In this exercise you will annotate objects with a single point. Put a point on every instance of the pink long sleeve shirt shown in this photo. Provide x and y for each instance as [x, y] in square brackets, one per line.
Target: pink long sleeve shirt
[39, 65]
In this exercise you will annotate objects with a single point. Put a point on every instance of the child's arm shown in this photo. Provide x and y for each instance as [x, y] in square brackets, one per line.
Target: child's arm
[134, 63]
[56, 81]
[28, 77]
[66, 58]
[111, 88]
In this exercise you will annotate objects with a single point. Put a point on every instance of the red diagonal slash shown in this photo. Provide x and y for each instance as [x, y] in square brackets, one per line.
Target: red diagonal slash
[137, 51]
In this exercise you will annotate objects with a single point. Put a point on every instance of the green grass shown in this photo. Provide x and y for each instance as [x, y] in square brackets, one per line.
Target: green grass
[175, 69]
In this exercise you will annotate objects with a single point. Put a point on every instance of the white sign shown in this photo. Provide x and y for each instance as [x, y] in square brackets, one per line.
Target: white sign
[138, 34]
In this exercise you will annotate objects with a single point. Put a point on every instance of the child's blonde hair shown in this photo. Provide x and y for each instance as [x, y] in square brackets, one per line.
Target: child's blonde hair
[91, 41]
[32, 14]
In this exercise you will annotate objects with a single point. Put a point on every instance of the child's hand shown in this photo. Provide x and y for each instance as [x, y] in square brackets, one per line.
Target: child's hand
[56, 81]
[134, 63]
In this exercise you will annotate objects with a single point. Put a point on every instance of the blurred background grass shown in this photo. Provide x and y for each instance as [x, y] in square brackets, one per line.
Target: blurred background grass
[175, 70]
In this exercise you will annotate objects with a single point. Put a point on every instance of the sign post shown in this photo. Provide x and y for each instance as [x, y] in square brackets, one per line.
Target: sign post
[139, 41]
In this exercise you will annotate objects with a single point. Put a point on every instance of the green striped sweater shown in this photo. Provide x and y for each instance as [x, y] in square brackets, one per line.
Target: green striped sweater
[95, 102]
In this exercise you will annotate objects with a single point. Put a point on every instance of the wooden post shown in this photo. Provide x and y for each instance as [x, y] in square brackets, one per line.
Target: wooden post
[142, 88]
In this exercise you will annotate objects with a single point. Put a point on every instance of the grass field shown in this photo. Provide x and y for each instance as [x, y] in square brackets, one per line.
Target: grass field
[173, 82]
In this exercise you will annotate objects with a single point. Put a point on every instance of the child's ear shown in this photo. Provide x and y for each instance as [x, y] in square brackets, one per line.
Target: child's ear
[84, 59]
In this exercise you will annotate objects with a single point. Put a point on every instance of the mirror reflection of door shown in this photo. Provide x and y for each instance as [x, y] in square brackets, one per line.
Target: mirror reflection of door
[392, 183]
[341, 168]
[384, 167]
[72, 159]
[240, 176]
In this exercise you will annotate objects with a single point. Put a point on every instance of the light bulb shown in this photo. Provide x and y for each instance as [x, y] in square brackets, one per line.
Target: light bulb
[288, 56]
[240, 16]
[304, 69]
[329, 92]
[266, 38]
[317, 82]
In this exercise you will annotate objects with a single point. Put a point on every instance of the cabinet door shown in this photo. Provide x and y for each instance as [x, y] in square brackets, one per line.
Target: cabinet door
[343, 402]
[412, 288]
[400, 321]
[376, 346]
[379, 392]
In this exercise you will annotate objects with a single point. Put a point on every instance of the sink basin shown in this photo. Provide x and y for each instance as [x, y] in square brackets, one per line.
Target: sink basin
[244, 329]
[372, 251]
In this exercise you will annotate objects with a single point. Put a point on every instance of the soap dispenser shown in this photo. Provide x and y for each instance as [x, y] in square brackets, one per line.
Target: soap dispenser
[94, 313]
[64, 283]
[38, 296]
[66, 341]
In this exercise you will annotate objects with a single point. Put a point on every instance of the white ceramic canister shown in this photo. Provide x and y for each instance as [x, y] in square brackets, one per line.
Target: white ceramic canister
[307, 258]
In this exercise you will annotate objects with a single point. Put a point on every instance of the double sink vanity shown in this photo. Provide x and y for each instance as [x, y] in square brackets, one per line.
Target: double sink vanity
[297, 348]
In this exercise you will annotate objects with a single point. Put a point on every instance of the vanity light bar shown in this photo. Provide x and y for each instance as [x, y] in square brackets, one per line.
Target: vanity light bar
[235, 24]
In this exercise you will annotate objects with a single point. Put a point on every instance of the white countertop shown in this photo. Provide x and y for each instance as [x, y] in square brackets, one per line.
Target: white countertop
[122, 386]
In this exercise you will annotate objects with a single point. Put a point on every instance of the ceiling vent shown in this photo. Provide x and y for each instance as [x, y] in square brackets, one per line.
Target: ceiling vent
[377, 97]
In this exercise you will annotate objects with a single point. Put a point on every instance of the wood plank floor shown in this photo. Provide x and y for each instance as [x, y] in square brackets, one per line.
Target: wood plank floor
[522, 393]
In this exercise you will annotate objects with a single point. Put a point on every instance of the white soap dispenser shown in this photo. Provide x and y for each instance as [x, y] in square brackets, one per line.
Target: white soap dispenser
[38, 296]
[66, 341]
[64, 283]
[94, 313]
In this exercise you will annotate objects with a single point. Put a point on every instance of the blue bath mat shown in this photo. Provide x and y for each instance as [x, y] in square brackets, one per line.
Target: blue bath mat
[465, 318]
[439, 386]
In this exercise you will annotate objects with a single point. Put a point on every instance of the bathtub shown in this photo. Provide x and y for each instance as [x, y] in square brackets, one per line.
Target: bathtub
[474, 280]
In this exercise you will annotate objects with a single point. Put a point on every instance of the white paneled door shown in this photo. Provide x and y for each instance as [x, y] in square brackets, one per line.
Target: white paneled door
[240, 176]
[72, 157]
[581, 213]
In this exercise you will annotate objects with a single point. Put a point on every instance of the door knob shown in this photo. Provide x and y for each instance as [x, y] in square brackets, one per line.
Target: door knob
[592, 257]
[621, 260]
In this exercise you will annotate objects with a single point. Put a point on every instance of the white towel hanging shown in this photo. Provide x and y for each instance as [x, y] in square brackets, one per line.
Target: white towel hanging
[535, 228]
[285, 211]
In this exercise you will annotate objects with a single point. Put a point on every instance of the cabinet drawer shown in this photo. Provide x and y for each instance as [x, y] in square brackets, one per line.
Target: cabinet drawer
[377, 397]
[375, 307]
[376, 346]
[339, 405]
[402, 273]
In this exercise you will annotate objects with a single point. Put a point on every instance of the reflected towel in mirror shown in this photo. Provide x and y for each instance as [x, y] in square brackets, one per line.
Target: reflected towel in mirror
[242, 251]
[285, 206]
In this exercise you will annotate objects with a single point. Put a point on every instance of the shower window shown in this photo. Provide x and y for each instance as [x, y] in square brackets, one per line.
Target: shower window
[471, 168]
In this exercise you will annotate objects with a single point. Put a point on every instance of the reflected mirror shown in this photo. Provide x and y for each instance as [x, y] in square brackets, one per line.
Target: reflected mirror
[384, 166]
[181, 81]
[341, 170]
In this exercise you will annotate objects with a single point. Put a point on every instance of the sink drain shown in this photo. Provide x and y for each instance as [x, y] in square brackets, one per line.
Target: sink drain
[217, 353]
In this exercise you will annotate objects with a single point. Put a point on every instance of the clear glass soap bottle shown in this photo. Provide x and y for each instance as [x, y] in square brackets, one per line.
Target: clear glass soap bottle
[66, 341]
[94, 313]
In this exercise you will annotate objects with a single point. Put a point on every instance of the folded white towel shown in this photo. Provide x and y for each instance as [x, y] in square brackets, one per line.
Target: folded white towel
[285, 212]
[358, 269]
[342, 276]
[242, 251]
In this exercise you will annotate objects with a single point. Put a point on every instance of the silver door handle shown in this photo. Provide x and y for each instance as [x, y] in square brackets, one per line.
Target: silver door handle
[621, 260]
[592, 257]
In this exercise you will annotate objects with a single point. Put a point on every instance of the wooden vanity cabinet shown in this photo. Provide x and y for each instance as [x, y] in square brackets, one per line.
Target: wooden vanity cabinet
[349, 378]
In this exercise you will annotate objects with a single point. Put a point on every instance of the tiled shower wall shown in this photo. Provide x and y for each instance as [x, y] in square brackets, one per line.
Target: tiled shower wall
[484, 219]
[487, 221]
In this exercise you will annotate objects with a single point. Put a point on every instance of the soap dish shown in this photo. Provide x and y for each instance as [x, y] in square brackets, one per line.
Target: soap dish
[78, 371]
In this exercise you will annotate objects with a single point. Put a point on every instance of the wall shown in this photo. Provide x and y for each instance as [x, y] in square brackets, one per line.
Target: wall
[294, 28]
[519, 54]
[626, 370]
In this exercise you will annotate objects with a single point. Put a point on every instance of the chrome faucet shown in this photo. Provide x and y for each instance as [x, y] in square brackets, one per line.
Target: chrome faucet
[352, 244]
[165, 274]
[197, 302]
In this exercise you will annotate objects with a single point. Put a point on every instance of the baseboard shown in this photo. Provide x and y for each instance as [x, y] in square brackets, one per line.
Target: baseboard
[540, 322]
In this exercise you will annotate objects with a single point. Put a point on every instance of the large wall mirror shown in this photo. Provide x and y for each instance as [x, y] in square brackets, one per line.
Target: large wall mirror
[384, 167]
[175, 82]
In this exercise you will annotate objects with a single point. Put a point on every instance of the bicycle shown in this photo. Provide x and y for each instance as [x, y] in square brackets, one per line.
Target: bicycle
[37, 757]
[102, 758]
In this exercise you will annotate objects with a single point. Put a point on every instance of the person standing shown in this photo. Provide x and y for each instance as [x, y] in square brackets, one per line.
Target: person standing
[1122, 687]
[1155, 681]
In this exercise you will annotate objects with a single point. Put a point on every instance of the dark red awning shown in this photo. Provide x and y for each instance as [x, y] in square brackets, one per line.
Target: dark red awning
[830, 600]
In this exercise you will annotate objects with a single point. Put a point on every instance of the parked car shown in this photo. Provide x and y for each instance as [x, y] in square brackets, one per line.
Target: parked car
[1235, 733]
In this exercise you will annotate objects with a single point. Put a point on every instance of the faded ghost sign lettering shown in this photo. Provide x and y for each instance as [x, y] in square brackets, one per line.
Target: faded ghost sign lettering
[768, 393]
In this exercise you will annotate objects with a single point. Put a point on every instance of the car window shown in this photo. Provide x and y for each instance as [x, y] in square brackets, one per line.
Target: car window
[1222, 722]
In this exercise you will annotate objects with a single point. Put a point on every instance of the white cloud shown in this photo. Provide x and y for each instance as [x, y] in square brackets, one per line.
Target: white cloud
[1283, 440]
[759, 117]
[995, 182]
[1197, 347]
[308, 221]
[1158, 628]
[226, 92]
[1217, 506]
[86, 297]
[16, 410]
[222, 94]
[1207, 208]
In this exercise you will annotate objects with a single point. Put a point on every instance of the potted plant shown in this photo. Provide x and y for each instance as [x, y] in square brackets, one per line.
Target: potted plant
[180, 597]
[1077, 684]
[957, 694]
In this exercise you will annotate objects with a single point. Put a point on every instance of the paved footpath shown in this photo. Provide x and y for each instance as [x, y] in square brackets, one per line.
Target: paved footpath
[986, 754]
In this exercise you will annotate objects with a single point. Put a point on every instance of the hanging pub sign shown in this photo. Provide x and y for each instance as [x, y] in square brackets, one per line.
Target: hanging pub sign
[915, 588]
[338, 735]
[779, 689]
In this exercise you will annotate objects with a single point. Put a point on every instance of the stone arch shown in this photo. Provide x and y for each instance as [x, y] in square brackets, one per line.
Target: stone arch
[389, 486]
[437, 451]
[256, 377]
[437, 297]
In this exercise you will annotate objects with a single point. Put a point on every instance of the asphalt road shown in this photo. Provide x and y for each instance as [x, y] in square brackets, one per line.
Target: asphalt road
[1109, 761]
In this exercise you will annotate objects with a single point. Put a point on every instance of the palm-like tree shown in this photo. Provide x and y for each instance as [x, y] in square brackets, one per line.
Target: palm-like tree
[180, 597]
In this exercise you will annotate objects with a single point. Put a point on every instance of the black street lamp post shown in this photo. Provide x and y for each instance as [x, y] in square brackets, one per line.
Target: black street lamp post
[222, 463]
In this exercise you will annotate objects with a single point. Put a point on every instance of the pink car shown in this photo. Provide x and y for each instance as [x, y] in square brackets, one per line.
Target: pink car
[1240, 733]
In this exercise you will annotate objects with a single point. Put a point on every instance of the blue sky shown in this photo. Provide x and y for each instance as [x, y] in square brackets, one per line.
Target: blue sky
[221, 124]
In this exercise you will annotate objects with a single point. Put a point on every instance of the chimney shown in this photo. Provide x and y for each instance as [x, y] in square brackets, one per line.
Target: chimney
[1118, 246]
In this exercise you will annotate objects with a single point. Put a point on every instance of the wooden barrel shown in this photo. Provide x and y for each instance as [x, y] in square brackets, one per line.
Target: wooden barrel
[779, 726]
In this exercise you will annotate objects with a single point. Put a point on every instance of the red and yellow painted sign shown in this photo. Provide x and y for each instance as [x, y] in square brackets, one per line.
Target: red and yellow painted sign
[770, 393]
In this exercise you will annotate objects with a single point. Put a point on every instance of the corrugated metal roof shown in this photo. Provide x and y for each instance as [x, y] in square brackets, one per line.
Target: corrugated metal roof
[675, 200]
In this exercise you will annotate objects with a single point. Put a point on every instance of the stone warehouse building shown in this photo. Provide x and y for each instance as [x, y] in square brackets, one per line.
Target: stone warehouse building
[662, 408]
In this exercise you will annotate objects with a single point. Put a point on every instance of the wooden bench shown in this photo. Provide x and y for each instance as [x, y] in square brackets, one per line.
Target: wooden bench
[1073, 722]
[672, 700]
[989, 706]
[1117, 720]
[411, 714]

▸ **What is expected**: Word for word, restate the lines above from the line containing "Target: door knob" through the line containing "the cabinet drawer", with both included and nothing else.

▸ **Result of this task**:
Target: door knob
[592, 257]
[621, 260]
In this exercise you will annotate objects with a single point. Put a point on every instance of the white towel hanging shown in this photo. Provide x and y for each instance as [x, y] in square brackets, one per line.
Target: white towel hanging
[535, 228]
[285, 211]
In this exercise you will annotate objects with a single point. Put a point on every instance of the cabinet drawer shown in this photo. Provide x and y for each instance as [x, y] in square brackets, one per line.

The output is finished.